:: Page extract
Thursday, July 3, 2008
Ownership of Items in Online Games
A recent post by Tobold on "virtual property rights" has been setting the geekosphere all a-flutter, so as a geek I figure I might as well weigh in on this again myself.
I agree that some folks seem, for whatever reason, to want to view this "who owns in-game objects" issue through a Marxian lens... but I'm not buying their conclusions any more than I buy other arguments that reduce to "because I want it."
What you do in a game isn't "work." When you pay to play a game, you aren't paying for a product, or for an opportunity to expend labor -- you're paying for an entertainment experience. On that basis, the whole notion of player ownership of any game object evaporates.
Let's say you rent an ATV for a couple of hours. When you're done, you don't get to keep the ATV. It was a tool for enabling you to enjoy an entertainment experience, and all you were doing was renting the use of that tool. In this light, whether the ATV is real or virtual is irrelevant; all that matters is whether you had a reasonable chance to have fun.
IANAL, but as I understand it, the product provided has to be fit for its communicated purpose. (That might make for an interesting legal challenge related to a MMOG, actually.) But again, the fitness qualification should apply regardless of whether the experience-enabling product is real or virtual. If the ones and zeros are being rented to you to allow you to have fun, then you don't own those ones and zeros any more than you own the ATV.
::::
_Exercise requirements_.
A. Using the blog post on ownership of items in online games, decide whether each statement agrees with it: (i) the author treats playing a game as a form of work; (ii) the author holds that whether a rented ATV is real or virtual is irrelevant; (iii) the post responds to a post by Tobold on virtual property rights. Answer yes or no for each, quoting the deciding words of the post.
B. Write out the passage of the blog post on ownership of items in online games from "Thursday, July 3, 2008" up to and including "this again myself.".
The items that come after this point play no role in the work asked for here.
:: Information provided
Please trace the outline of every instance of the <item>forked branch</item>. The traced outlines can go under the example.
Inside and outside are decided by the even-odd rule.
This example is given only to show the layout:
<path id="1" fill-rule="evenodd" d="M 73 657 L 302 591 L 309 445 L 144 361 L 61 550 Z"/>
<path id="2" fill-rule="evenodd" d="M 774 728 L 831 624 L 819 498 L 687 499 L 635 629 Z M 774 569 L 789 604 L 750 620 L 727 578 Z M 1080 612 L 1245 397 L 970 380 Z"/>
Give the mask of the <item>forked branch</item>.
::::
_Solutions to the problems_.
A.
(i) No: "What you do in a game isn't "work.""
(ii) Yes: "whether the ATV is real or virtual is irrelevant"
(iii) Yes: "A recent post by Tobold on "virtual property rights" has been setting the geekosphere all a-flutter"

B.
Thursday, July 3, 2008
Ownership of Items in Online Games
A recent post by Tobold on "virtual property rights" has been setting the geekosphere all a-flutter, so as a geek I figure I might as well weigh in on this again myself.